- GOAL OF THE EXERCISE -
Could you recast the entries, from their first line through the line that contains "positive clicks: (207, 631)", as a Markdown table with the columns Row and Line, leaving out any blank lines?

- RAW DATA -
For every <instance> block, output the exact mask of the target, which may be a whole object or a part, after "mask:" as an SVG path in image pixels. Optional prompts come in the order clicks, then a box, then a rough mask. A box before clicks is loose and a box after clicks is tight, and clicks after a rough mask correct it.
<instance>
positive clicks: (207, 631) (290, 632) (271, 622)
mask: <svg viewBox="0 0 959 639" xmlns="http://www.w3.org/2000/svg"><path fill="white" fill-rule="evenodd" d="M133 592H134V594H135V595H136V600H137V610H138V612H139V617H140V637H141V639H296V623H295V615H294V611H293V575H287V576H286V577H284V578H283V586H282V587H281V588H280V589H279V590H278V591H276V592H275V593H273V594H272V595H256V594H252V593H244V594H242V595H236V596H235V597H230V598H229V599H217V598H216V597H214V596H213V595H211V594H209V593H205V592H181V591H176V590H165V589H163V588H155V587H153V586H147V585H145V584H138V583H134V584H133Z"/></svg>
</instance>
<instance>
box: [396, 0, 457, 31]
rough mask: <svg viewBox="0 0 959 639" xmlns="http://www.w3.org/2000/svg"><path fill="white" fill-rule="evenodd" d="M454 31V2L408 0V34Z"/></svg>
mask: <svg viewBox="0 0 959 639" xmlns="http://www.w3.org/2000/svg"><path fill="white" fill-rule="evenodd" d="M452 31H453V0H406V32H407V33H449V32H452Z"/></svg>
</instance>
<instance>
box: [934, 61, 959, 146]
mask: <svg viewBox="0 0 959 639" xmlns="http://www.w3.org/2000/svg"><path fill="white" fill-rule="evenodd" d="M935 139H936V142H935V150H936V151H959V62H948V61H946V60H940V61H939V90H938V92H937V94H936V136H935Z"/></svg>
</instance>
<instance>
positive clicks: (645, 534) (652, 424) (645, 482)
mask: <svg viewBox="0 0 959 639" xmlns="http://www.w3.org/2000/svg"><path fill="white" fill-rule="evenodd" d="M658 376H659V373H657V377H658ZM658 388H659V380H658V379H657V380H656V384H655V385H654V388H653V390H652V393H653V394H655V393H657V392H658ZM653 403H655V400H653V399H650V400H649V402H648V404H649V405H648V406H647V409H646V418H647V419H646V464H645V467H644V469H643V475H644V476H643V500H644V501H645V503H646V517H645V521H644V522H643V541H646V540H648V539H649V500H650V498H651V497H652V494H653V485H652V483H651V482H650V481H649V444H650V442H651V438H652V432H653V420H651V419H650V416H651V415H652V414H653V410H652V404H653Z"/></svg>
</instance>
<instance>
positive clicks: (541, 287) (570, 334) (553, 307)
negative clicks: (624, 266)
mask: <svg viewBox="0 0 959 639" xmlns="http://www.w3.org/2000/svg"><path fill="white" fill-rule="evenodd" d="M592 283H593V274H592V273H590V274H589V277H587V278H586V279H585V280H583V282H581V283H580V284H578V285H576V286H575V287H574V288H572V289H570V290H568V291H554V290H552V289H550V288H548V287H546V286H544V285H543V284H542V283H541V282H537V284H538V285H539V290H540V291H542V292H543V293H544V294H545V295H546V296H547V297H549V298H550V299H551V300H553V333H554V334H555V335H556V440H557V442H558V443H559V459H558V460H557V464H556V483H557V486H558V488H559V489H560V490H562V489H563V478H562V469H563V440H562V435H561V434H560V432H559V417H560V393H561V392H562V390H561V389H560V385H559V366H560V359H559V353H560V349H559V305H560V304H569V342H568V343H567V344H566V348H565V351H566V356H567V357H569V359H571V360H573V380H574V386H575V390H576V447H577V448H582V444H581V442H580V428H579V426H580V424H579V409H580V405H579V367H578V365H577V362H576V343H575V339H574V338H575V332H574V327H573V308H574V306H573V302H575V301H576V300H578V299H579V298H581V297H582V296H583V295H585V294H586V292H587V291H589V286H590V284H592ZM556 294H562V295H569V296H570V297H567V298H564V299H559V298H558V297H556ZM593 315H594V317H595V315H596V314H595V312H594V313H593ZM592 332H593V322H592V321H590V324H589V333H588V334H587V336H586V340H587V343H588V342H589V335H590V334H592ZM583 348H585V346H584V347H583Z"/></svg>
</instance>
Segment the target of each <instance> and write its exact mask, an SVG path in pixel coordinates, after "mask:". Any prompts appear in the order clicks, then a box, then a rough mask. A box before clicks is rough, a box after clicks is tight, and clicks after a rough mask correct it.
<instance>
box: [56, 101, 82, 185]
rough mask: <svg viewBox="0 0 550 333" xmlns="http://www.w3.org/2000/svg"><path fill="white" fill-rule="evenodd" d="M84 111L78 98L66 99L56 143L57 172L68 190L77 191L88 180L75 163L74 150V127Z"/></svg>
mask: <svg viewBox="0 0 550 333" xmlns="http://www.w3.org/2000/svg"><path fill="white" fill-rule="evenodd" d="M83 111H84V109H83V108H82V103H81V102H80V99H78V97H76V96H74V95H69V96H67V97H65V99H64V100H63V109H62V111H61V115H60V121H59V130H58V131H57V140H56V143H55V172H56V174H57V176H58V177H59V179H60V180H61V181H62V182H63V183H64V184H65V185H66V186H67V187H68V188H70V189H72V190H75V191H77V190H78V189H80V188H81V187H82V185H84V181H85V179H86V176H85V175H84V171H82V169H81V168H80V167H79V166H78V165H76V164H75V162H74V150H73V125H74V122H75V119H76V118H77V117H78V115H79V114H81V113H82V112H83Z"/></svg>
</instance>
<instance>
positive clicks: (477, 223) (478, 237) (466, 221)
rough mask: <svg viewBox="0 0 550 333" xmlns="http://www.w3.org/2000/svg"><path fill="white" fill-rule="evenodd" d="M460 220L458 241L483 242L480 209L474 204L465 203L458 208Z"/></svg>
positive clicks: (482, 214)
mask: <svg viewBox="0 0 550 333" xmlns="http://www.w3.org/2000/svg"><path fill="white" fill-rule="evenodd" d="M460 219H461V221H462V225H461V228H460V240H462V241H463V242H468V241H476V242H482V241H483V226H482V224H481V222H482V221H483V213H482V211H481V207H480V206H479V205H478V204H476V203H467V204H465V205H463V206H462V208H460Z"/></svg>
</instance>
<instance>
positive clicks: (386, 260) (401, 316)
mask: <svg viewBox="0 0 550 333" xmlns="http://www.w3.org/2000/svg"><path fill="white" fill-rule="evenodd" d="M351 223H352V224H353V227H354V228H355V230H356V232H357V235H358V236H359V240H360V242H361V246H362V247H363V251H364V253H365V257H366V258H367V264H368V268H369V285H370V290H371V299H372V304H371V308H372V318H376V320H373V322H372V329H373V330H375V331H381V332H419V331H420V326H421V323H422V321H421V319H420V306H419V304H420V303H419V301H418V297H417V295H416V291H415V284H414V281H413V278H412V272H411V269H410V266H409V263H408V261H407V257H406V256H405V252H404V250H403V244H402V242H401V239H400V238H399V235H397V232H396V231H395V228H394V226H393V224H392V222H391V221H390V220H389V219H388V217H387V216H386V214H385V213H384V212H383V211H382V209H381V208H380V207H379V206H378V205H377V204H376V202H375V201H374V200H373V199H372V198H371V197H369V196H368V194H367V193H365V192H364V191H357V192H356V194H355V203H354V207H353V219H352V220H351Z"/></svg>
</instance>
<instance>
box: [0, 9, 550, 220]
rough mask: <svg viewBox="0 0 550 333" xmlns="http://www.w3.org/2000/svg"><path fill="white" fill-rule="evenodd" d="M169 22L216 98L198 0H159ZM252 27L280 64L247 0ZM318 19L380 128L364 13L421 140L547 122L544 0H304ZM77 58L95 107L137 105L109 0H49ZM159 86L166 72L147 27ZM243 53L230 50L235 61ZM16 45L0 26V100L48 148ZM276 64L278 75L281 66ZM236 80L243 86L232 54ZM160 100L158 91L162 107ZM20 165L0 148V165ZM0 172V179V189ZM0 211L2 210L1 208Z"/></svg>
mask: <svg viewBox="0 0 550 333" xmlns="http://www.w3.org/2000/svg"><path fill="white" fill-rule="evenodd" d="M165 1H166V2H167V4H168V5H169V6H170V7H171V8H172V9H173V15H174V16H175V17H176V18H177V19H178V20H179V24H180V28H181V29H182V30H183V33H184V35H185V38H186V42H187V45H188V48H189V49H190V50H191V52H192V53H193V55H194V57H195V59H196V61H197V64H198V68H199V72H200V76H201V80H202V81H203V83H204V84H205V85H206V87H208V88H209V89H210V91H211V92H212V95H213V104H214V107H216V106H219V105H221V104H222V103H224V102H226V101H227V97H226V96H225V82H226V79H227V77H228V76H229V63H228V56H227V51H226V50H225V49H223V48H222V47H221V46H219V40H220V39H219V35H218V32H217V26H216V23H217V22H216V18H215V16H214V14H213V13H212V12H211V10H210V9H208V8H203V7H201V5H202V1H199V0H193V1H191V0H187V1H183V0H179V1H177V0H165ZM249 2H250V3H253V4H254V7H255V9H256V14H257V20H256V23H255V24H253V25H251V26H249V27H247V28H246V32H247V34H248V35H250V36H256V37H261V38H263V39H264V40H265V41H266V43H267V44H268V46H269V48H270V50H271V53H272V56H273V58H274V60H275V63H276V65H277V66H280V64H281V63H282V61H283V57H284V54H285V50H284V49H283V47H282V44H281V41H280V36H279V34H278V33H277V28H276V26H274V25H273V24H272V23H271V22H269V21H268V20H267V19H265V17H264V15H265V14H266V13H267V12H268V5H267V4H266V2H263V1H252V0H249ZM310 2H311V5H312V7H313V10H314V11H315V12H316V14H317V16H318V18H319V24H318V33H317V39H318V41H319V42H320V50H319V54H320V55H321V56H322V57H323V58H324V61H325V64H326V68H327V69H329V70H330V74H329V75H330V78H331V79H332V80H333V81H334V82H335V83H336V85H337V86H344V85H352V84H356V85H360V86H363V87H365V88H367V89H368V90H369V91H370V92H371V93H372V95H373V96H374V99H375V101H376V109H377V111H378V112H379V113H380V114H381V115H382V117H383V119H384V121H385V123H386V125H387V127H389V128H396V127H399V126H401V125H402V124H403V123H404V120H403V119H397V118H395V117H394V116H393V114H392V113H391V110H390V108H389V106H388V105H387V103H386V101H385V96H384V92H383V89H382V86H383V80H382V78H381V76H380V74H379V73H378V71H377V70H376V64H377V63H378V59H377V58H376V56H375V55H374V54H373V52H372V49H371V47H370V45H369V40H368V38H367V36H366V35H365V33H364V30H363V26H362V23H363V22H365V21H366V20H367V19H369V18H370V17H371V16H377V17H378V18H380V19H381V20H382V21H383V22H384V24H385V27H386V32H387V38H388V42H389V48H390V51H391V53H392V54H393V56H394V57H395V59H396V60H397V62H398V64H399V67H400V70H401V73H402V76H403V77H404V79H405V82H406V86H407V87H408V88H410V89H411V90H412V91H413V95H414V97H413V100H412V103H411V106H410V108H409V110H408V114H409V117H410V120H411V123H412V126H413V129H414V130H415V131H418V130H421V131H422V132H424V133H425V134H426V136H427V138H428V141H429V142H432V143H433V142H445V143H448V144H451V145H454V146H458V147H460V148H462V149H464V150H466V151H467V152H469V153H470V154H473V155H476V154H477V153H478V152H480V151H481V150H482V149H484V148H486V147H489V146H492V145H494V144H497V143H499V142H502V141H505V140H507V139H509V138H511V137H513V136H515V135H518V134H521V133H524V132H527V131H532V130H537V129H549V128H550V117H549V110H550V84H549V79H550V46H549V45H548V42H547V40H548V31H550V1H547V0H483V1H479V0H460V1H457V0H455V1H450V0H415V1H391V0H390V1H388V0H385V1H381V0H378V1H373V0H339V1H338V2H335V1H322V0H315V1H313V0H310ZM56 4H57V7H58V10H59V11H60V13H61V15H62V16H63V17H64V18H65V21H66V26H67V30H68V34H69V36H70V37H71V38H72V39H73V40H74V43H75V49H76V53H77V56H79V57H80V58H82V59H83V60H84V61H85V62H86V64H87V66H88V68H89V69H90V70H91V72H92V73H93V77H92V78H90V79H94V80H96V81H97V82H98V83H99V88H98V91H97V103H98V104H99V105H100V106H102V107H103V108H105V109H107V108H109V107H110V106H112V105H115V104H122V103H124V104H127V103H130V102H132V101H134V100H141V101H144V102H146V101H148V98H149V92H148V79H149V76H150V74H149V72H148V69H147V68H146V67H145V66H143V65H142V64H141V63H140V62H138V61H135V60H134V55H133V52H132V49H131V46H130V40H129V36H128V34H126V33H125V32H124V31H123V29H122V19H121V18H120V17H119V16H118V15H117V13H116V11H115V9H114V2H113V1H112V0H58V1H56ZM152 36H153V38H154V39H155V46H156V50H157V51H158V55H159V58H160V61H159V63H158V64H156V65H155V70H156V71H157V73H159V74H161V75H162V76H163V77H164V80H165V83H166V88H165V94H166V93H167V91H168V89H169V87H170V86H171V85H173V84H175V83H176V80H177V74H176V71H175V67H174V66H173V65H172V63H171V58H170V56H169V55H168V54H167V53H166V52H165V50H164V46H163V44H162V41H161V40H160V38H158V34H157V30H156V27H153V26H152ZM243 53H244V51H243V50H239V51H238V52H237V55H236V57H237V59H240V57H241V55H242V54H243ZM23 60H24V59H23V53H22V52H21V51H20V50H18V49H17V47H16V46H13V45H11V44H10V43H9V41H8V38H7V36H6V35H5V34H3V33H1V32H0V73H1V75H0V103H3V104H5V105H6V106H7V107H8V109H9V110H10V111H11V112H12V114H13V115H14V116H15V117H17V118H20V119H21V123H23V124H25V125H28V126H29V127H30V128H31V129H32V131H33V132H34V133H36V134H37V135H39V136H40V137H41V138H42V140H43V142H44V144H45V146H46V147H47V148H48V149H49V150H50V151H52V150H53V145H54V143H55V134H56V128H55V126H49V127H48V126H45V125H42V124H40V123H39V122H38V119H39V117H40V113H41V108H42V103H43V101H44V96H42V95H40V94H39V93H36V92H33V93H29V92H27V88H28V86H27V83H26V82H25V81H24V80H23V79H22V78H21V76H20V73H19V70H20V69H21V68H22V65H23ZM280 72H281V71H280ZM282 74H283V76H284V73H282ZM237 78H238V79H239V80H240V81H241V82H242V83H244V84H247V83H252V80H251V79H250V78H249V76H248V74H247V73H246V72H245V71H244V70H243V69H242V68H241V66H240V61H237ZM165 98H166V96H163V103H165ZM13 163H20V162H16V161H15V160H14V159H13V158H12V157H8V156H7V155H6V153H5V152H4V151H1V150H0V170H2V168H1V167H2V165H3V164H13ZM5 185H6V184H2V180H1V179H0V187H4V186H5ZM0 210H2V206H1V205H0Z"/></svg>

- REPLY -
| Row | Line |
|---|---|
| 1 | For every <instance> block, output the exact mask of the target, which may be a whole object or a part, after "mask:" as an SVG path in image pixels. Optional prompts come in the order clicks, then a box, then a rough mask. A box before clicks is loose and a box after clicks is tight, and clicks after a rough mask correct it. |
| 2 | <instance> |
| 3 | positive clicks: (207, 631) (290, 632) (271, 622) |